━━ Records provided
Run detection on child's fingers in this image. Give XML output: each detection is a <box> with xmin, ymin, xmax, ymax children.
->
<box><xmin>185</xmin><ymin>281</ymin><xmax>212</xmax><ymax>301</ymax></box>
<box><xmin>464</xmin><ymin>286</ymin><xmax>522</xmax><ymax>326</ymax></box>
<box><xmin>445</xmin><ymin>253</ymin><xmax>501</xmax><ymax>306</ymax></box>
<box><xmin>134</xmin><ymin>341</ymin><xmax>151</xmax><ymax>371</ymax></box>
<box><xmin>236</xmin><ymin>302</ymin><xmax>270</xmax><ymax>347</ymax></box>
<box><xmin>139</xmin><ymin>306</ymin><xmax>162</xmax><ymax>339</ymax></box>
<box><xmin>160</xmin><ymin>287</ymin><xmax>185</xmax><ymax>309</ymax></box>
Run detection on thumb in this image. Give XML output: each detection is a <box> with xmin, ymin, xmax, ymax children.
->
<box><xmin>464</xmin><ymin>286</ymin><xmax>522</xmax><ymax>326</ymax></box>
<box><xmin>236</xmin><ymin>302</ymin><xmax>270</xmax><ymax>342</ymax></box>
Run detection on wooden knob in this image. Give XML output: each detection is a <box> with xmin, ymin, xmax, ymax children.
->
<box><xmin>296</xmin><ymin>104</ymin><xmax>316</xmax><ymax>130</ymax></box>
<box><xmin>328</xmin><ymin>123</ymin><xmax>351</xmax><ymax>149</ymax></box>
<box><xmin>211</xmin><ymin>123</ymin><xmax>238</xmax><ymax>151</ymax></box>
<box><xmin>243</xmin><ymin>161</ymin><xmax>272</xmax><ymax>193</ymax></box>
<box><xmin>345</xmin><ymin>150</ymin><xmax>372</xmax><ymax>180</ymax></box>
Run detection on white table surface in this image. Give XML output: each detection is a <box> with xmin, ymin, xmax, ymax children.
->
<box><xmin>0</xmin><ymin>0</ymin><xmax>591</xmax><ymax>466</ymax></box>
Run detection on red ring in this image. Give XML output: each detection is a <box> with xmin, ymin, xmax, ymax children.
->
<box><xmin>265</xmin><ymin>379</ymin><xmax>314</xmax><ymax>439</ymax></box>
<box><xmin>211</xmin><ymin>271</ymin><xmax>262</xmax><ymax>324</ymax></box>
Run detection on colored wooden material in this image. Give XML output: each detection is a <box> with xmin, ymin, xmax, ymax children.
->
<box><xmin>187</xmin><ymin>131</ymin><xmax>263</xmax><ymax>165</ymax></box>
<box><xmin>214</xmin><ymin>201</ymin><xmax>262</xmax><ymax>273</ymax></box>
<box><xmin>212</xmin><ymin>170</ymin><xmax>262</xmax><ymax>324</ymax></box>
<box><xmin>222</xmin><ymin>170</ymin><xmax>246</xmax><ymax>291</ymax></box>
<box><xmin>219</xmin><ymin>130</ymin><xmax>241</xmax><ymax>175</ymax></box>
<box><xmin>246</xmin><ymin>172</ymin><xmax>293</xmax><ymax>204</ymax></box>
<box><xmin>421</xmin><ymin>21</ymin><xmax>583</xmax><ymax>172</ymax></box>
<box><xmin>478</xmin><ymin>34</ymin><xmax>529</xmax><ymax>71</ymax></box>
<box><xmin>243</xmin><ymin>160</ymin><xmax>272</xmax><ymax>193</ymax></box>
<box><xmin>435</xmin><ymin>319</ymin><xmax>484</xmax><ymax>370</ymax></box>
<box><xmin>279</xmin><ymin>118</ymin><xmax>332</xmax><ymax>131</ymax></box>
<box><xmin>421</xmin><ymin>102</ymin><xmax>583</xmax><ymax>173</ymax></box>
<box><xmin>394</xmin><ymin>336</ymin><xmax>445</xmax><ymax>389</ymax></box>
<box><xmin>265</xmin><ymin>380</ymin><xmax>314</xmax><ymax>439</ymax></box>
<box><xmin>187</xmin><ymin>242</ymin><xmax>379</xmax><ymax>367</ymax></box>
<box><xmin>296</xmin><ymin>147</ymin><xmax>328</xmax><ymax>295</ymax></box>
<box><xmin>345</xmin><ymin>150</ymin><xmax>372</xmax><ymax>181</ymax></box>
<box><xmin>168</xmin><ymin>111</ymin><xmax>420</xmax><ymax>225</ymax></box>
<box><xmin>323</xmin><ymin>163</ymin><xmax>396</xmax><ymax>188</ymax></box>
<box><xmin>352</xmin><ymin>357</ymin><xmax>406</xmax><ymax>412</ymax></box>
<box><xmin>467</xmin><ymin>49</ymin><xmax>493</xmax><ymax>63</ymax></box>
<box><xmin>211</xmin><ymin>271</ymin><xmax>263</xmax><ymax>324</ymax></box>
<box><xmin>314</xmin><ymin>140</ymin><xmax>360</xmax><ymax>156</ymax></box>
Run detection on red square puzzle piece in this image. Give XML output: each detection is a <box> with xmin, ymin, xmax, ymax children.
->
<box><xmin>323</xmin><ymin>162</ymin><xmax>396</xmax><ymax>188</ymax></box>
━━━━
_Task statement_. Rewrite every row above, swapping "Give XML output" for "Return XML output" and leaving everything else untouched.

_Answer to this exercise_.
Run detection on child's fingers in this image. Return XML output: each detection is a <box> with xmin, ymin, xmax, ymax children.
->
<box><xmin>185</xmin><ymin>281</ymin><xmax>212</xmax><ymax>301</ymax></box>
<box><xmin>464</xmin><ymin>286</ymin><xmax>522</xmax><ymax>326</ymax></box>
<box><xmin>445</xmin><ymin>253</ymin><xmax>501</xmax><ymax>306</ymax></box>
<box><xmin>134</xmin><ymin>341</ymin><xmax>151</xmax><ymax>371</ymax></box>
<box><xmin>236</xmin><ymin>302</ymin><xmax>270</xmax><ymax>347</ymax></box>
<box><xmin>139</xmin><ymin>306</ymin><xmax>162</xmax><ymax>339</ymax></box>
<box><xmin>160</xmin><ymin>287</ymin><xmax>185</xmax><ymax>309</ymax></box>
Run detection on thumb in this image. Return XML output: each detection is a <box> with xmin, ymin, xmax, ymax children.
->
<box><xmin>464</xmin><ymin>286</ymin><xmax>522</xmax><ymax>326</ymax></box>
<box><xmin>236</xmin><ymin>302</ymin><xmax>270</xmax><ymax>342</ymax></box>
Run detection on wooden knob in this image. Return XML output: each detection is a <box> with xmin, ymin, xmax, ymax children.
->
<box><xmin>296</xmin><ymin>104</ymin><xmax>316</xmax><ymax>130</ymax></box>
<box><xmin>328</xmin><ymin>123</ymin><xmax>351</xmax><ymax>149</ymax></box>
<box><xmin>211</xmin><ymin>123</ymin><xmax>238</xmax><ymax>151</ymax></box>
<box><xmin>243</xmin><ymin>161</ymin><xmax>272</xmax><ymax>193</ymax></box>
<box><xmin>345</xmin><ymin>150</ymin><xmax>372</xmax><ymax>180</ymax></box>
Run detection on white table surface in this image. Return XML output: each detection is a <box> with xmin, ymin, xmax, ymax children.
->
<box><xmin>0</xmin><ymin>0</ymin><xmax>591</xmax><ymax>466</ymax></box>
Run detection on red ring in this image. Return XML output: each detection is a <box> with xmin, ymin, xmax, ymax children.
->
<box><xmin>265</xmin><ymin>379</ymin><xmax>314</xmax><ymax>439</ymax></box>
<box><xmin>211</xmin><ymin>271</ymin><xmax>262</xmax><ymax>324</ymax></box>
Run detection on colored wooden material in this image. Return XML output: each detection is a <box> with xmin, ymin, xmax, ymax children.
->
<box><xmin>187</xmin><ymin>131</ymin><xmax>263</xmax><ymax>165</ymax></box>
<box><xmin>214</xmin><ymin>201</ymin><xmax>262</xmax><ymax>273</ymax></box>
<box><xmin>212</xmin><ymin>170</ymin><xmax>262</xmax><ymax>324</ymax></box>
<box><xmin>222</xmin><ymin>170</ymin><xmax>246</xmax><ymax>291</ymax></box>
<box><xmin>219</xmin><ymin>130</ymin><xmax>241</xmax><ymax>175</ymax></box>
<box><xmin>246</xmin><ymin>172</ymin><xmax>293</xmax><ymax>204</ymax></box>
<box><xmin>421</xmin><ymin>21</ymin><xmax>583</xmax><ymax>172</ymax></box>
<box><xmin>478</xmin><ymin>34</ymin><xmax>529</xmax><ymax>71</ymax></box>
<box><xmin>243</xmin><ymin>160</ymin><xmax>272</xmax><ymax>193</ymax></box>
<box><xmin>435</xmin><ymin>319</ymin><xmax>484</xmax><ymax>370</ymax></box>
<box><xmin>279</xmin><ymin>118</ymin><xmax>332</xmax><ymax>131</ymax></box>
<box><xmin>421</xmin><ymin>102</ymin><xmax>583</xmax><ymax>173</ymax></box>
<box><xmin>394</xmin><ymin>336</ymin><xmax>445</xmax><ymax>389</ymax></box>
<box><xmin>265</xmin><ymin>380</ymin><xmax>314</xmax><ymax>439</ymax></box>
<box><xmin>187</xmin><ymin>242</ymin><xmax>379</xmax><ymax>367</ymax></box>
<box><xmin>296</xmin><ymin>147</ymin><xmax>328</xmax><ymax>295</ymax></box>
<box><xmin>345</xmin><ymin>150</ymin><xmax>372</xmax><ymax>181</ymax></box>
<box><xmin>168</xmin><ymin>111</ymin><xmax>420</xmax><ymax>225</ymax></box>
<box><xmin>323</xmin><ymin>163</ymin><xmax>396</xmax><ymax>188</ymax></box>
<box><xmin>352</xmin><ymin>357</ymin><xmax>406</xmax><ymax>412</ymax></box>
<box><xmin>467</xmin><ymin>49</ymin><xmax>493</xmax><ymax>63</ymax></box>
<box><xmin>211</xmin><ymin>271</ymin><xmax>263</xmax><ymax>324</ymax></box>
<box><xmin>314</xmin><ymin>140</ymin><xmax>360</xmax><ymax>156</ymax></box>
Run detection on red square puzzle piece in this image. Return XML output: each detection is a <box> with xmin, ymin, xmax, ymax children.
->
<box><xmin>323</xmin><ymin>162</ymin><xmax>396</xmax><ymax>188</ymax></box>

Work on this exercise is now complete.